## Written problem A
Using the trip log, answer each question on its own line: (i) Who held the briefing on ship safety? (ii) Who prepared the first dinner? (iii) Around what time did the ship start rolling?
## Written problem B
Continue the Scoresbysund expedition trip log after its final sentence.

PLA16-17, trip log, Scoresbysund – Aurora Borealis
21.09.2017 by Oceanwide Expeditions Triplog
We arrived at the pier in Akureyri at around 3 o’clock in the afternoon, after a scenic bus ride from Reykjavik to the North. We settled into our cabins and gathered then for the first time in the Observation Lounge, for a first welcome by our expedition leader Katja and a mandatory safety information and drill. The briefing was held by First Officer Artur who was talking about ship safety and how to prepare for the worst. A general alarm-drill (seven short blasts followed by one long blast) was made, and we all took the SOLAS orange life jackets and mustered in the lounge guided by crew and staff. After a roll call to assure everyone was present, we went out to the lifeboats hoping to never actually have to use them again.
After a short break to enjoy this scenic navigation, Katja invited us for another briefing about life on board given by Dejan. Dejan introduced us to the interiors of the ship, hotel operations and dining room edict and Katja introduced the expedition team. Captain Evgeny joined us in the lounge for a welcoming toast before we headed down to the dining room for our first scrumptious dinner prepared by Head Chef Ralf and his staff.
Our first evening ended with a sensation – Katja called us on the decks, as our first Aurora was observed! We see the northern lights for a little while, and with this nice start we fall happily into our beds.
When we embarked yesterday, everything was so very calm and pleasant, that did not last long. Already around midnight last night the movement started, the ship was rolling and most of us had the feeling of sliding from side to side in our bed. In the morning, the restaurant was pretty empty for breakfast and in the lounge a lot of us sat starring at the horizon.

## Source material
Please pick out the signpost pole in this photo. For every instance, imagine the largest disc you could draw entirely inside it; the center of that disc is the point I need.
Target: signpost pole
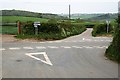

## Result A
(i) First Officer Artur
(ii) Head Chef Ralf and his staff
(iii) Around midnight

## Result B
Outside the windows, the sea was grey, white capped and the spray was cought by the wind and sent high in the air. but not matter the weather, life onboard has to on, this means to at least to try to keep to the daily program, this morning this means lecture time. The lecture this morning was with Kasper and about the historical aspects of east Greenland, a subject that is clearly close to his heart. With this knowledge-input, its time for yet another meal. The afternoon does not show any signs of better weather, so Katja chooses to delay the planned briefings, these are mandatory and everyone is therefore supposed to attend and this would be hard when quite a few of us were still in our beds. So the afternoon is spent watching for seabirds or to rest.
Just before dinner, we are introduced to the evening Recap, a time to get together, get updated about the plans for the next days and to learn a bit more from the expedition team. This evening Gérard tells us about the Northern Light and Valeria about the sailers illness Scurvy. After learning everything about scurvy we all look forward to eat a lot of vitamin C in the restaurant, so the queue outside the resturant is long this evening. After dinner we entered the Scorsbysund fjord and finally we got some shelter from the seas – and we witnessed a wonderful sunset!
And the evening kept on getting better, because around midninght we are treated with yet another display of the Northern light, so for some of us, this night ended up being a short one, good night!
Last night, some auroras lightened the sky until very early morning so some of us did not have a long sleep, especially those who got up before sun rise to enjoy the wonderful colours of this morning.
After breakfast, Katja asked us to gather in the lounge to explain us the guidelines of tourism in the Arctic, as well as how to be safe with potential polar bears ashore, how to board the Zodiacs and to go ashore. Immediately after this briefing, the rest of the staff was waiting for us at the gangway for a Zodiac cruise.
We went along the shore to see some very strange basalt columns. They were formed about 60 millions years ago, when a hot spot produced as huge amount of lava, making many horizontal layers of basalt. By cooling down, the basalt retreats and it makes cracks in the form of regular polygons.
After watching this very particular phenomena, we sailed for a moment into the brash ice coming from the glacier front at the end of Vikingebukt.
We continued in a small bay, surrounded by mountains also made by successive layers of lava. We stopped by a small steam normally making a nice waterfall but as the weather was quite cold, this stream was not flowing any more. After a small walk to warm up, we went back to Plancius.
During the afternoon Plancius moved deeper into Scoresby Sound. Katja invited us to the lounge to give us information on the plans for the afternoon and tomorrow. Soon after we landed on Danmarks Ø. We were offered the choice of four different walks from leisurely to a fast hike.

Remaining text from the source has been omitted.